TEXT EXTRACT:
################

Baltimore's Marching Ravens are the official marching band of the Baltimore Ravens American football team.  They were founded as the Baltimore Colts' Marching Band on September 7, 1947, and have continuously operated ever since, supporting four separate football franchises. The band first supported the original Baltimore Colts from 1947 to 1950, but continued to operate even after the franchise disbanded in 1950. After a new Baltimore Colts franchise was installed in 1953, the band became associated with the newly founded team. The band endured a second relocation when the Colts moved to Indianapolis in the middle of the night in 1984, leaving Baltimore without a team for eleven years. The band became attached to the Canadian Football League Baltimore CFL Colts/Baltimore Stallions during the league's United States Expansion Team Experiment years between 1994 and 1995. Then in 1996, the band became attached to a 4th franchise when the Cleveland Browns relocated to Baltimore in 1996 and became the Ravens. They are one of two official marching bands in the NFL, the other being the Washington Commanders Marching Band.

################

LISTING:
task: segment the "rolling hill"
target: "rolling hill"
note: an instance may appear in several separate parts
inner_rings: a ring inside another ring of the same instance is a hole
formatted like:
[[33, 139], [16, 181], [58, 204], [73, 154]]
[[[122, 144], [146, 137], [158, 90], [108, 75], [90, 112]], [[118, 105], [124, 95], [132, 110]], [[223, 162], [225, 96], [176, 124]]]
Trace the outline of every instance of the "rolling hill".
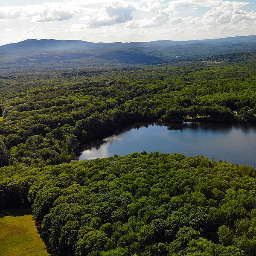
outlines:
[[[27, 39], [0, 46], [0, 70], [49, 69], [116, 65], [155, 65], [181, 61], [251, 57], [256, 35], [189, 41], [91, 43]], [[235, 54], [235, 56], [234, 56]], [[242, 59], [241, 58], [241, 59]]]

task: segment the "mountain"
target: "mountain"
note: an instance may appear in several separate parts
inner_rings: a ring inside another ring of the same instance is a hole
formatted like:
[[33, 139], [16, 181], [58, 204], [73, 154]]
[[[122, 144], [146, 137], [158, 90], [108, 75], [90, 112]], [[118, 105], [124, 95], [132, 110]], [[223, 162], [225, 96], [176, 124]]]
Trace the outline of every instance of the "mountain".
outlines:
[[189, 41], [109, 43], [28, 39], [0, 46], [0, 70], [154, 65], [212, 58], [229, 59], [231, 56], [234, 60], [238, 53], [241, 58], [241, 53], [254, 55], [256, 51], [256, 35]]

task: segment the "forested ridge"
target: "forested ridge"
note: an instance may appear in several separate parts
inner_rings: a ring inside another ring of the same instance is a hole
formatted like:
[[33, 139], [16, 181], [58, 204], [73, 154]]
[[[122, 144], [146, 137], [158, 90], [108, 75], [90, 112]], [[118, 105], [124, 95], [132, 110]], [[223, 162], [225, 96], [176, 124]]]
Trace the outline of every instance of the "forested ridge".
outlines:
[[256, 71], [198, 62], [3, 73], [1, 166], [69, 162], [88, 140], [137, 122], [255, 122]]
[[256, 122], [253, 63], [0, 75], [0, 209], [31, 208], [53, 256], [253, 256], [255, 169], [202, 156], [76, 161], [138, 122]]

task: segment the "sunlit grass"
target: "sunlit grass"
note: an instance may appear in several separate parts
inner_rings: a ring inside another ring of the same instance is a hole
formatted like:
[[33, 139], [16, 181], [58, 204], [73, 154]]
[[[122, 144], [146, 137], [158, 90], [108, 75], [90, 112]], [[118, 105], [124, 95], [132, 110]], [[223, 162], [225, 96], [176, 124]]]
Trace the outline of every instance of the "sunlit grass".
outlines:
[[32, 215], [0, 218], [0, 255], [49, 256]]

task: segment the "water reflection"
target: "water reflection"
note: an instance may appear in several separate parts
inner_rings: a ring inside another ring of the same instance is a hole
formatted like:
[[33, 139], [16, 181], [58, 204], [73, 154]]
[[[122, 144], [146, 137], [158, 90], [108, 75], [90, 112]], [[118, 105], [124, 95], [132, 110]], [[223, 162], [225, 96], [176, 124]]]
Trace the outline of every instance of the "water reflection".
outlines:
[[137, 123], [85, 145], [79, 160], [144, 150], [187, 156], [203, 154], [209, 159], [256, 167], [256, 126], [249, 124]]

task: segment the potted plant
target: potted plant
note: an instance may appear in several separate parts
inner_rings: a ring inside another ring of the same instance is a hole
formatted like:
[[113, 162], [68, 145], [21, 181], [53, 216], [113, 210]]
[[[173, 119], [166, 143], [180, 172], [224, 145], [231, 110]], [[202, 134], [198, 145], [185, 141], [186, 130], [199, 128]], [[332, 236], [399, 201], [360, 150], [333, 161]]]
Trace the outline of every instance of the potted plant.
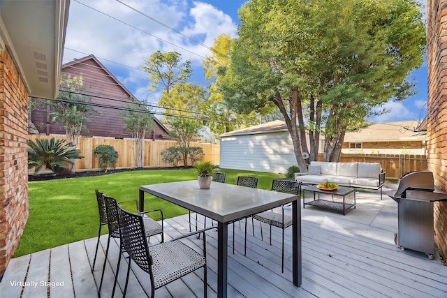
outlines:
[[210, 161], [203, 161], [197, 163], [194, 167], [197, 170], [198, 185], [200, 188], [210, 188], [212, 175], [214, 174], [217, 166]]

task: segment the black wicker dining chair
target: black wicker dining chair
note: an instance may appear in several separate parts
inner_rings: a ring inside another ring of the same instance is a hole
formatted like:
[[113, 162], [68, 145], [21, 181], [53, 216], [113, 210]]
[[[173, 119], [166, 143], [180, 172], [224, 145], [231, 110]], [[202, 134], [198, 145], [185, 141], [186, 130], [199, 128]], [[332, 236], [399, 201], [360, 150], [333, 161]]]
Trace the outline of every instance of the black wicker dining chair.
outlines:
[[98, 231], [98, 241], [96, 241], [96, 249], [95, 251], [95, 257], [93, 259], [93, 266], [91, 270], [95, 269], [95, 263], [96, 262], [96, 255], [98, 255], [98, 248], [99, 247], [99, 238], [101, 237], [101, 230], [103, 225], [107, 225], [107, 211], [105, 211], [105, 204], [104, 203], [104, 193], [100, 192], [97, 189], [95, 190], [96, 194], [96, 202], [98, 202], [98, 210], [99, 211], [99, 230]]
[[[300, 183], [294, 180], [274, 179], [272, 182], [272, 191], [281, 193], [291, 193], [293, 195], [299, 195], [301, 188]], [[286, 206], [290, 206], [288, 204]], [[284, 214], [284, 205], [281, 206], [281, 213], [274, 212], [273, 211], [265, 211], [261, 213], [254, 215], [251, 217], [251, 223], [253, 225], [253, 236], [254, 237], [254, 221], [258, 220], [261, 224], [261, 239], [263, 240], [263, 225], [265, 223], [270, 226], [270, 245], [272, 245], [272, 225], [279, 228], [282, 230], [282, 262], [281, 265], [281, 272], [284, 272], [284, 230], [292, 225], [292, 216]], [[246, 228], [247, 237], [247, 228]]]
[[[196, 231], [167, 242], [149, 246], [145, 237], [142, 215], [133, 214], [121, 207], [118, 207], [118, 213], [121, 233], [120, 246], [129, 256], [123, 297], [126, 297], [132, 262], [149, 274], [151, 297], [154, 297], [155, 290], [203, 267], [203, 293], [204, 297], [207, 297], [206, 234], [204, 230]], [[179, 240], [202, 232], [203, 255]], [[121, 258], [118, 259], [118, 267], [120, 260]], [[114, 297], [117, 278], [117, 274], [111, 297]]]
[[[105, 257], [104, 258], [104, 264], [103, 265], [103, 273], [101, 276], [101, 283], [99, 284], [99, 290], [103, 285], [103, 280], [104, 278], [104, 271], [105, 270], [105, 265], [107, 264], [107, 256], [109, 251], [109, 246], [110, 244], [110, 239], [116, 238], [118, 239], [120, 237], [119, 234], [119, 224], [118, 222], [118, 205], [119, 203], [117, 202], [115, 199], [113, 198], [108, 197], [106, 195], [103, 195], [103, 202], [105, 206], [105, 210], [107, 212], [107, 218], [108, 218], [108, 225], [109, 229], [109, 237], [107, 239], [107, 248], [105, 248]], [[145, 236], [149, 242], [149, 238], [151, 236], [154, 236], [156, 234], [161, 234], [161, 242], [164, 241], [164, 236], [163, 236], [163, 212], [161, 210], [151, 210], [149, 211], [140, 212], [139, 214], [142, 214], [152, 212], [154, 211], [159, 211], [161, 214], [161, 225], [159, 223], [150, 218], [147, 216], [143, 217], [143, 223], [145, 225]], [[117, 274], [118, 273], [118, 269], [117, 269]]]
[[[256, 188], [258, 187], [258, 178], [250, 176], [239, 176], [237, 184], [240, 186], [251, 187]], [[240, 230], [240, 219], [239, 221], [239, 229]], [[233, 254], [235, 254], [235, 221], [233, 222]], [[247, 234], [247, 218], [245, 218], [245, 233]], [[247, 255], [247, 237], [244, 239], [244, 255]]]

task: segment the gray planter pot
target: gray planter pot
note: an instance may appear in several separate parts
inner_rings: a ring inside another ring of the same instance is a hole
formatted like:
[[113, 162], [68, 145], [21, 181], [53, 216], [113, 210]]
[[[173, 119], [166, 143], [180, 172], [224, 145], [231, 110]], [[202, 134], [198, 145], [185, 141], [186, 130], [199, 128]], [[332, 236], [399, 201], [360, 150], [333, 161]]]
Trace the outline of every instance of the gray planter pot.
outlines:
[[211, 185], [211, 181], [212, 180], [212, 177], [202, 177], [198, 176], [197, 179], [198, 180], [198, 186], [202, 189], [207, 189], [210, 188], [210, 186]]

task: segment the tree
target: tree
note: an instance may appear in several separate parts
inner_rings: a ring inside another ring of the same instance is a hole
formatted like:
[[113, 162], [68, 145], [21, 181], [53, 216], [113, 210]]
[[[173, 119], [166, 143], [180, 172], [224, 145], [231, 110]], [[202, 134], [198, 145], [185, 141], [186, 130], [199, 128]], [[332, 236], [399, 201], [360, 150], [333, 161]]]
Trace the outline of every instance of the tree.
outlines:
[[145, 103], [131, 103], [126, 105], [129, 110], [120, 113], [126, 128], [132, 134], [135, 144], [137, 167], [142, 167], [143, 140], [147, 133], [155, 127], [154, 117]]
[[58, 98], [66, 101], [48, 100], [47, 103], [51, 107], [52, 122], [59, 123], [64, 126], [67, 141], [75, 148], [81, 131], [85, 129], [85, 123], [89, 121], [89, 116], [99, 113], [91, 106], [85, 104], [90, 103], [91, 98], [84, 94], [87, 87], [84, 85], [82, 76], [63, 73], [60, 89]]
[[177, 52], [162, 53], [156, 51], [146, 60], [142, 70], [149, 73], [149, 91], [152, 91], [161, 84], [169, 93], [176, 84], [182, 84], [191, 77], [191, 61], [182, 63], [182, 55]]
[[107, 172], [108, 167], [115, 167], [118, 159], [118, 151], [111, 145], [98, 145], [93, 150], [95, 156], [98, 156], [99, 167]]
[[36, 167], [35, 172], [38, 172], [45, 167], [57, 174], [65, 173], [65, 167], [73, 164], [71, 159], [81, 158], [79, 149], [73, 149], [73, 144], [66, 142], [54, 137], [28, 140], [28, 168]]
[[[273, 103], [292, 137], [300, 172], [309, 133], [311, 160], [321, 133], [327, 161], [337, 161], [347, 131], [373, 108], [402, 100], [420, 66], [425, 29], [414, 0], [251, 0], [221, 91], [238, 112]], [[337, 153], [338, 152], [338, 153]]]
[[224, 133], [235, 129], [253, 125], [258, 121], [258, 116], [254, 112], [249, 114], [238, 114], [232, 110], [224, 100], [223, 94], [219, 91], [220, 76], [218, 73], [224, 71], [231, 61], [231, 47], [233, 40], [228, 34], [221, 34], [214, 40], [211, 47], [212, 56], [207, 57], [203, 61], [205, 78], [211, 80], [209, 87], [209, 98], [206, 102], [207, 115], [211, 119], [209, 127], [211, 132]]
[[199, 85], [191, 83], [177, 84], [170, 92], [163, 91], [159, 104], [169, 109], [170, 114], [165, 117], [170, 125], [170, 134], [175, 137], [182, 147], [183, 162], [188, 165], [189, 144], [199, 134], [203, 126], [203, 103], [206, 91]]

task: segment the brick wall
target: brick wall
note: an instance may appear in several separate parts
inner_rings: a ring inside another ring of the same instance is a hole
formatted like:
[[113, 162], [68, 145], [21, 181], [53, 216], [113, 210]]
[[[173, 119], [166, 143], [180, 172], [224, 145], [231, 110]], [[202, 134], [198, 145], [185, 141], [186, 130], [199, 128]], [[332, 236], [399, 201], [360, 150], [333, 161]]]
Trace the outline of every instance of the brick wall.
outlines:
[[0, 277], [28, 218], [28, 92], [0, 47]]
[[[447, 192], [447, 0], [428, 0], [427, 166]], [[447, 202], [434, 203], [435, 242], [447, 259]]]

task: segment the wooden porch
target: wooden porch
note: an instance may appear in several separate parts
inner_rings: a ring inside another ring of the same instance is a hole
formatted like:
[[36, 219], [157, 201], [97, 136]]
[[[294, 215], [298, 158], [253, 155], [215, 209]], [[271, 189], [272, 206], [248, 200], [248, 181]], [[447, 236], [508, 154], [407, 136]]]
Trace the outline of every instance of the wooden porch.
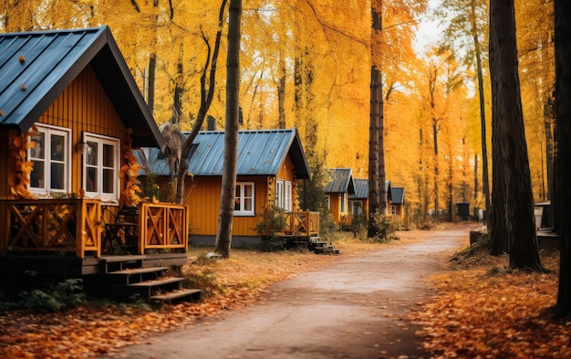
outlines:
[[279, 236], [319, 236], [319, 212], [286, 212], [286, 227]]
[[101, 263], [117, 255], [182, 265], [188, 246], [187, 210], [140, 203], [125, 218], [104, 216], [104, 206], [94, 199], [2, 199], [0, 256], [36, 263], [57, 259], [67, 263], [68, 272], [79, 274], [99, 272]]

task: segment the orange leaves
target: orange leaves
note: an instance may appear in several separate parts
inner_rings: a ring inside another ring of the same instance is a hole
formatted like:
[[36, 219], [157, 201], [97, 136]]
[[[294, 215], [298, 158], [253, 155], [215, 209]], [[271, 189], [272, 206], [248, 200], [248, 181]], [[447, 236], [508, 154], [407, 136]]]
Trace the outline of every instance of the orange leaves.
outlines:
[[[555, 258], [543, 260], [550, 268], [557, 266]], [[545, 315], [556, 298], [556, 275], [498, 269], [505, 261], [478, 256], [462, 269], [434, 278], [439, 297], [411, 317], [421, 322], [425, 347], [436, 357], [568, 354], [571, 323]]]

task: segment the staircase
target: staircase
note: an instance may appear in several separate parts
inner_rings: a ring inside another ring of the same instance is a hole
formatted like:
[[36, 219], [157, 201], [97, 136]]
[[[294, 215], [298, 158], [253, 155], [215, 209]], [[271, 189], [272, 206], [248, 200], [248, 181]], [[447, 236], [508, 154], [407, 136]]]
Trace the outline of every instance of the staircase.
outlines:
[[200, 301], [202, 290], [182, 287], [183, 278], [168, 267], [144, 267], [145, 256], [103, 259], [104, 285], [117, 298], [140, 298], [150, 302]]

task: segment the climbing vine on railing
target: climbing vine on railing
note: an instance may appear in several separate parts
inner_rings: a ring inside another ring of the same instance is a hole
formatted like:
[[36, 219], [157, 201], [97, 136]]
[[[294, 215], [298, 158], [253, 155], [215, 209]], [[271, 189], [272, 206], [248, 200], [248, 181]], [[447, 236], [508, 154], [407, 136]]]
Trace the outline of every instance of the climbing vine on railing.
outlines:
[[36, 148], [34, 141], [27, 141], [28, 136], [34, 136], [37, 132], [36, 126], [32, 126], [32, 132], [21, 132], [10, 136], [10, 155], [16, 160], [16, 179], [10, 184], [10, 192], [14, 198], [36, 199], [36, 196], [27, 189], [30, 185], [30, 174], [34, 169], [34, 163], [26, 161], [26, 157], [29, 148]]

################

WHAT THIS TASK INVOLVES:
Could you extend the passage on Baltimore's Marching Ravens, starting right after its final sentence?

TASK RESPONSE:
Background
According to an ESPN documentary directed by Baltimore native Barry Levinson called The Band That Wouldn't Die, band leaders got advance warning that the team was being moved from Baltimore to Indianapolis overnight and were able to remove their equipment from team headquarters before the moving vans arrived. At the time of the move, the band's uniforms were being dry-cleaned. Band President John Ziemann contacted the owner of the dry cleaners, who told Ziemann that legally they could not release the uniforms to Ziemann, but told him that that evening, he should take the company van "for a walk", where Ziemann found the uniforms in the back. Ziemann and some associates then hid the uniforms in a nearby cemetery, in a mausoleum belonging to the family of one of the band members, until the wife of then-Colts owner, Robert Irsay, said they could keep them.

From 1984 until the Cleveland Browns relocated to Baltimore in 1996, the band stayed together, playing at football halftime shows and marching in parades, eventually becoming well known as "Baltimore's Pro-Football Musical Ambassadors". The band supported itself and remained an all-volunteer organization until the 2013 season when the Ravens organization was required to pay them. At one point, John Ziemann pawned his wife's wedding ring for the money to buy new equipment. After the 2012 season, the Flagline and Honor guard sections were dropped from the band.

One of the band's first gigs after the Colts left was an invitation from then-Cleveland Browns owner Art Modell to play during the halftime show of a Browns game. "They were cheap," Modell said, somewhat jokingly.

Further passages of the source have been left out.